Work required:
Transcribe the lines of the records starting with the one that has "of the asphalt" in it and ending with the last, and transcribe nothing else.
* START Material provided *
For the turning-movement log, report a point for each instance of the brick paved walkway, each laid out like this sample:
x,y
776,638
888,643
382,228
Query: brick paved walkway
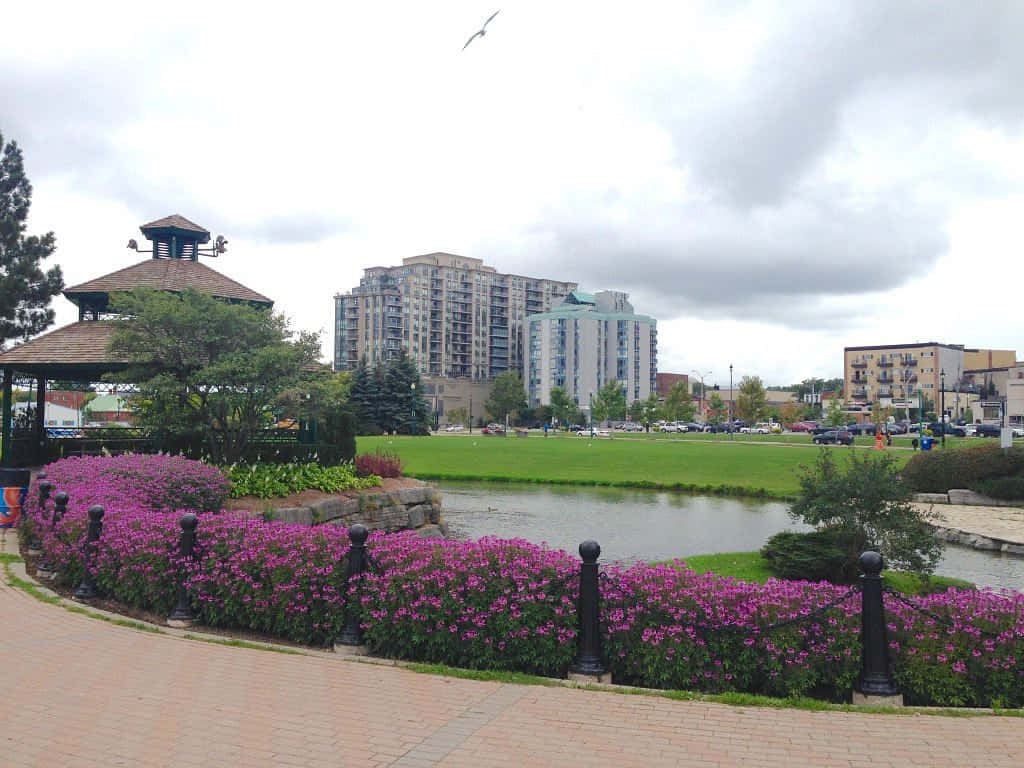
x,y
78,691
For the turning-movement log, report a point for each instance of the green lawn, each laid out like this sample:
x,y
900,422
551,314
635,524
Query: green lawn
x,y
692,465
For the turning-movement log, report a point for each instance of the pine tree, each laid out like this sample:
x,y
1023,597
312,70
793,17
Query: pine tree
x,y
25,289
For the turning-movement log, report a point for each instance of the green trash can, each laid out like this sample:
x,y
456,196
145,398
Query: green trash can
x,y
14,484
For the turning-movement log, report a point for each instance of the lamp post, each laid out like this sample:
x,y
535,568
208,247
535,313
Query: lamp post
x,y
700,376
731,425
412,406
942,406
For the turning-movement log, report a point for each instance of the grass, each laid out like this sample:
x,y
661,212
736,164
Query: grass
x,y
751,566
701,466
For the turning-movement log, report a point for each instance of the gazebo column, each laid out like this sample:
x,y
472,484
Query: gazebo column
x,y
40,426
6,460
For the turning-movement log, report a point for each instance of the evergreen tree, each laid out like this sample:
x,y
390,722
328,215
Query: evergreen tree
x,y
402,399
25,289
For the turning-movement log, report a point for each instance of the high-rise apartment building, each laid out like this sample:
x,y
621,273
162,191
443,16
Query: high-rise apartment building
x,y
456,317
587,341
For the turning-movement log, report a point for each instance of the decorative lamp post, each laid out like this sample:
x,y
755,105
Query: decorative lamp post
x,y
942,406
731,424
412,407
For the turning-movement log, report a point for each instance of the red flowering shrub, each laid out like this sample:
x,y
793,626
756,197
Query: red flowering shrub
x,y
382,464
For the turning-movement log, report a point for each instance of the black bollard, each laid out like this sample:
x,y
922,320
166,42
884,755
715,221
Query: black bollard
x,y
45,486
87,589
182,614
352,633
46,568
875,678
588,660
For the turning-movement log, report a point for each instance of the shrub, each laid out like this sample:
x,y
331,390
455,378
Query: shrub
x,y
938,471
864,499
268,480
817,556
381,463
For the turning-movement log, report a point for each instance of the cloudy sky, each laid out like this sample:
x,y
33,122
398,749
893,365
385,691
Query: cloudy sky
x,y
771,181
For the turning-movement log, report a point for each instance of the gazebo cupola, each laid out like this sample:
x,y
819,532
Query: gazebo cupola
x,y
177,238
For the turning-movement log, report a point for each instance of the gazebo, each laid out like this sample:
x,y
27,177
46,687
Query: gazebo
x,y
78,351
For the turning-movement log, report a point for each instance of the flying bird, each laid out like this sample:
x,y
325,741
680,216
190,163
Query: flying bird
x,y
482,31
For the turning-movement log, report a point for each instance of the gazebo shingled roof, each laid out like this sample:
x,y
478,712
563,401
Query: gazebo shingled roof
x,y
167,274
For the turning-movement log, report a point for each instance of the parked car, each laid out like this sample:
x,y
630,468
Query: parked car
x,y
834,436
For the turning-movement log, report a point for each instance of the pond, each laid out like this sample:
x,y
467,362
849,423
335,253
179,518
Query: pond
x,y
635,524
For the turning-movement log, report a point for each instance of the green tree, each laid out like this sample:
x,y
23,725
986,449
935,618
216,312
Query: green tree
x,y
609,402
752,400
716,409
403,408
678,403
25,289
207,367
861,496
562,406
507,396
837,416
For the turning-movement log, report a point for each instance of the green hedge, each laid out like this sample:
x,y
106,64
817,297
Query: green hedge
x,y
974,467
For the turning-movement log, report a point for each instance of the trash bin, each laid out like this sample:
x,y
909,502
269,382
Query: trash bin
x,y
14,485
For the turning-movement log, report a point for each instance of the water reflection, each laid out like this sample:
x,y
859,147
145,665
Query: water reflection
x,y
635,524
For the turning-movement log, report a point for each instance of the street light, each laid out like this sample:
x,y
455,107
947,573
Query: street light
x,y
731,425
700,376
942,398
412,404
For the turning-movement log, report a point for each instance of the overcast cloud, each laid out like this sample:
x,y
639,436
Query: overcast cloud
x,y
770,181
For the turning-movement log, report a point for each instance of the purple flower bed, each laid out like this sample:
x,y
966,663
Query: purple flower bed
x,y
511,604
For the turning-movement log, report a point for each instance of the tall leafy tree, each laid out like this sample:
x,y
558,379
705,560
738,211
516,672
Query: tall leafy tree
x,y
25,289
678,403
609,402
562,406
507,396
207,367
752,400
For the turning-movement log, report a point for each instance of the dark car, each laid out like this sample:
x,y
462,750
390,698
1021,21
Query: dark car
x,y
834,435
938,428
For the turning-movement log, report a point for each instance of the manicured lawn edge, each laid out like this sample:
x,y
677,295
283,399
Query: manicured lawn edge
x,y
728,491
731,699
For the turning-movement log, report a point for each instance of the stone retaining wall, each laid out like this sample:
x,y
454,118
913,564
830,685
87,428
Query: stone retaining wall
x,y
417,508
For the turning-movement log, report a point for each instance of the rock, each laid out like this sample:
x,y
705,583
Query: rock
x,y
416,515
301,515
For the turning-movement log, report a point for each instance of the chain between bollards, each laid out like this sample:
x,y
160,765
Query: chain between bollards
x,y
87,589
588,660
875,677
182,614
351,634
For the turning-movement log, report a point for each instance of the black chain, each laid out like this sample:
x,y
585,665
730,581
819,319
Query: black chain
x,y
899,597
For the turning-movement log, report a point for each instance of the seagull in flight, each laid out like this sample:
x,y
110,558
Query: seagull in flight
x,y
482,31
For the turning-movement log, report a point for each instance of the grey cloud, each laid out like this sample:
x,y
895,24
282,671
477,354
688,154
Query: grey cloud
x,y
756,143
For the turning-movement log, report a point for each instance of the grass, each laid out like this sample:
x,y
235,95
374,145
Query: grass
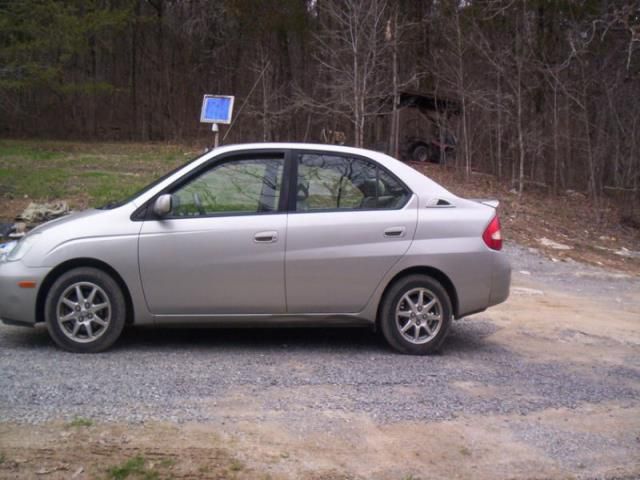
x,y
84,174
136,467
80,422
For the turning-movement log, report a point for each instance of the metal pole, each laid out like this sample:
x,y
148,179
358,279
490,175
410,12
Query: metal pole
x,y
216,135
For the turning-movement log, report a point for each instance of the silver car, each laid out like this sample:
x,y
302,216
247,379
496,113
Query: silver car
x,y
281,233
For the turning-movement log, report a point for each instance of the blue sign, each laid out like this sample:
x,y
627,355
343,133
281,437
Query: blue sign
x,y
216,109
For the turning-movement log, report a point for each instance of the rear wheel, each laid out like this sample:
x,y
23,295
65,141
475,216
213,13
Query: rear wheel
x,y
85,311
416,315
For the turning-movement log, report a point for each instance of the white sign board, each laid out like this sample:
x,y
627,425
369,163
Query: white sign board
x,y
216,109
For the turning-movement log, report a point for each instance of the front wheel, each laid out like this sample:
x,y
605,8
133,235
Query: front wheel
x,y
416,315
85,311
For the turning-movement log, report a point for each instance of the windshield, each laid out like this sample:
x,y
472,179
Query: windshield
x,y
118,203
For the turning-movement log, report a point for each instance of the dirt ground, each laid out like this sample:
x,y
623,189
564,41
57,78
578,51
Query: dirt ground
x,y
598,440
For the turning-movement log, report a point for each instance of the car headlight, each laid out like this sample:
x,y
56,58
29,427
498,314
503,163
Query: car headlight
x,y
22,247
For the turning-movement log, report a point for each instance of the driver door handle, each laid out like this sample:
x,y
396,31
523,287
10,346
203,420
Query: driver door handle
x,y
394,232
266,237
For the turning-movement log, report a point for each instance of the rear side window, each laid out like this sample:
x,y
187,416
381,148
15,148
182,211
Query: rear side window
x,y
333,182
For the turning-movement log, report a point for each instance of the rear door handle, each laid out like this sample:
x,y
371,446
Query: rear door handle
x,y
266,237
394,232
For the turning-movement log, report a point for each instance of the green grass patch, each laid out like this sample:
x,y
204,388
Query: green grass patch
x,y
80,422
84,174
138,468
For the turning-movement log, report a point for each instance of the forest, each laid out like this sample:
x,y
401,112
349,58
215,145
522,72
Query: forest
x,y
542,94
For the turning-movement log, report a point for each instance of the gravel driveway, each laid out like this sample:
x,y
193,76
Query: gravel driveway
x,y
182,375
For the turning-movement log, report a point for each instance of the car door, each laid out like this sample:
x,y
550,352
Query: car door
x,y
351,222
221,248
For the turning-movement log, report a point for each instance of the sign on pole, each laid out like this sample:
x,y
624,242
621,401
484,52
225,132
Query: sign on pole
x,y
216,109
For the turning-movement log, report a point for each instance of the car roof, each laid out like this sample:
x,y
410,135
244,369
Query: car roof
x,y
414,179
420,184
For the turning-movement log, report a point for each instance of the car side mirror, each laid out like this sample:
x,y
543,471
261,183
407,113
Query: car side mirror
x,y
162,206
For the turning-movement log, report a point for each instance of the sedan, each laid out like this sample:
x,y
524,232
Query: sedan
x,y
264,234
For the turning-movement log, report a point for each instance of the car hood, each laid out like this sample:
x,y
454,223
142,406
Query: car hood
x,y
72,217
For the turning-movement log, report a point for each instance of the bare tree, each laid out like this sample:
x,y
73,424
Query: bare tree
x,y
352,55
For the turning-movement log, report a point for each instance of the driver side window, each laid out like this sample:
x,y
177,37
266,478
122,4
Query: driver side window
x,y
242,186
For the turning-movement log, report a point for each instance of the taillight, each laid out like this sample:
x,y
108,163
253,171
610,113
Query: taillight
x,y
492,235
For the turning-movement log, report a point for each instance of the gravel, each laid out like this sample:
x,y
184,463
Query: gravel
x,y
574,277
191,375
180,375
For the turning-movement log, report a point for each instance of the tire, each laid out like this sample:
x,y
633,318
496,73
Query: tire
x,y
402,310
73,326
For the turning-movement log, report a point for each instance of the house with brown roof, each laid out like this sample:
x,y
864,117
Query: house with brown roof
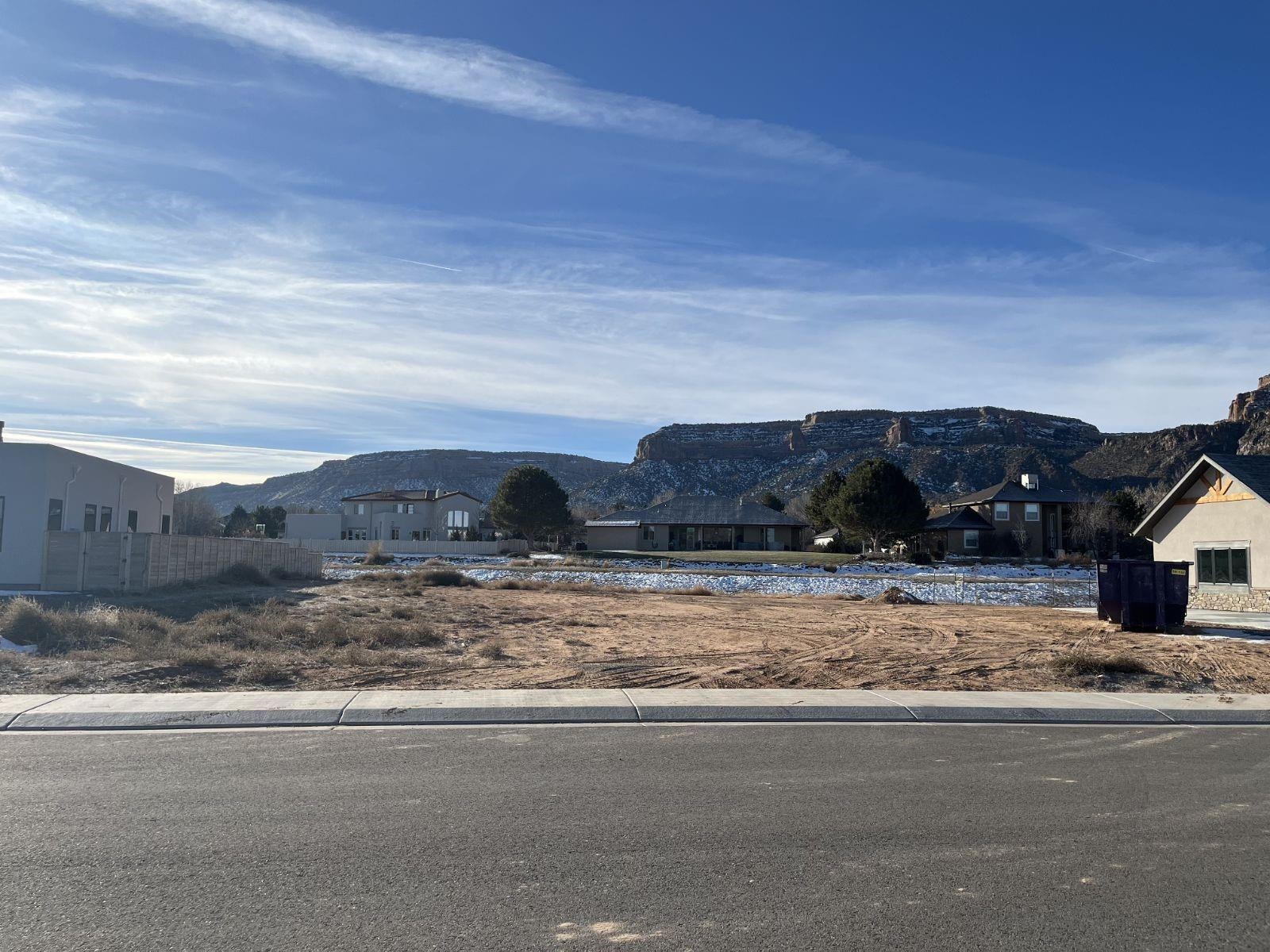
x,y
690,524
1014,516
1217,517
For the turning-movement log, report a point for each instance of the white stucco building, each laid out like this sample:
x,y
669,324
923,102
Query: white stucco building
x,y
46,488
393,516
1218,520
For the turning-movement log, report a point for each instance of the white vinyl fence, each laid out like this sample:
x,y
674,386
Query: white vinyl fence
x,y
406,547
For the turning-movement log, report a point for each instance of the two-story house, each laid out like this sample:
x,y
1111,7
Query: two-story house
x,y
1014,517
394,516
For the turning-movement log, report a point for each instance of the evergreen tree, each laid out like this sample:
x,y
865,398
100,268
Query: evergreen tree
x,y
818,501
878,503
239,522
530,503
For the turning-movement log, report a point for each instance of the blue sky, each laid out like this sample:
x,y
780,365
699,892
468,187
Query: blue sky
x,y
241,238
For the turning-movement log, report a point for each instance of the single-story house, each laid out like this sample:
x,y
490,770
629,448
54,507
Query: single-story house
x,y
1037,522
687,524
44,488
1218,520
393,514
827,537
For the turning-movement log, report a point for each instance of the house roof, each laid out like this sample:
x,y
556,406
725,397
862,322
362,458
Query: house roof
x,y
1013,492
700,511
406,495
1251,471
958,520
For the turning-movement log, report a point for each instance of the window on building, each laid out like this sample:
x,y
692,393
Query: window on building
x,y
1222,566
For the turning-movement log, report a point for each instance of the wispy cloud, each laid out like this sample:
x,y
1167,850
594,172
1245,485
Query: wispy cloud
x,y
471,74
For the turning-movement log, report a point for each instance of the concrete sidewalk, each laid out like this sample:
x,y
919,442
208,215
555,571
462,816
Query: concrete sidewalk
x,y
352,708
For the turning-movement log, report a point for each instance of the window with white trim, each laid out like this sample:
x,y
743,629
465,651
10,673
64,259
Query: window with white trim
x,y
1222,566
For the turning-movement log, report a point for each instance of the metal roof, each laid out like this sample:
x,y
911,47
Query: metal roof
x,y
406,495
1013,492
958,520
700,511
1250,471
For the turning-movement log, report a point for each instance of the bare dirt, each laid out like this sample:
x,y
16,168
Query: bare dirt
x,y
491,638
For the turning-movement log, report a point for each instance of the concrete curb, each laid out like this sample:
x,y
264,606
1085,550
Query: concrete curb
x,y
365,708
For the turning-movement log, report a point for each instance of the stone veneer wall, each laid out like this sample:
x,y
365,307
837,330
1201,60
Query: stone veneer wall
x,y
1251,601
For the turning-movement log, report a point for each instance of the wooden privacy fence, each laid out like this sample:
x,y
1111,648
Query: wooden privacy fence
x,y
137,562
408,547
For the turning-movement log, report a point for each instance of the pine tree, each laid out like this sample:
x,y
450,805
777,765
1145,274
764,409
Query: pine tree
x,y
530,503
878,503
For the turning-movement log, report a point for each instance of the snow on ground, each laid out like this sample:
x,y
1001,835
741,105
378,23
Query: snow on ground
x,y
988,593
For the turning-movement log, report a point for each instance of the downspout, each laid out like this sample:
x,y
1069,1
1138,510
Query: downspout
x,y
67,493
118,511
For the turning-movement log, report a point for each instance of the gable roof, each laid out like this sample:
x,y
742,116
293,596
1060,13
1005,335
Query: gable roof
x,y
1251,471
700,511
406,495
1014,492
958,520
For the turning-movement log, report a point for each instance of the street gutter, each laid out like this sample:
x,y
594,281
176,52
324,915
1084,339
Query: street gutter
x,y
368,708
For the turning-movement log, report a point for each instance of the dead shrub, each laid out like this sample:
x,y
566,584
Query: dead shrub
x,y
264,670
493,649
375,555
444,578
243,574
418,635
1085,663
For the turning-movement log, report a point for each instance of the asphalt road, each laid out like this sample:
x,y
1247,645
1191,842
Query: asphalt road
x,y
713,837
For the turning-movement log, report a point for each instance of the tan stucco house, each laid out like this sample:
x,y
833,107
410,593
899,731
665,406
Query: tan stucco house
x,y
690,524
1218,520
1037,520
44,488
393,516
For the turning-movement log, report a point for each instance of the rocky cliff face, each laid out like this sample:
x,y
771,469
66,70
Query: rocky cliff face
* END Material provided *
Result of this exercise:
For the turning-movement log, report a point for each instance of the asphalt road, each laid out like this sample:
x,y
1247,645
1191,842
Query: asphalt road
x,y
713,837
For the turning-movement log, report a point for each instance of the tan stucco house, each laid out like this sample:
x,y
833,107
410,593
899,731
665,406
Query: tan stucco house
x,y
690,524
1218,520
1037,520
44,488
393,516
For the turning-movement log, report a point for each instance of the rocky cliff face, each laid out like this sample:
x,y
771,469
66,70
Query: rocky cliff face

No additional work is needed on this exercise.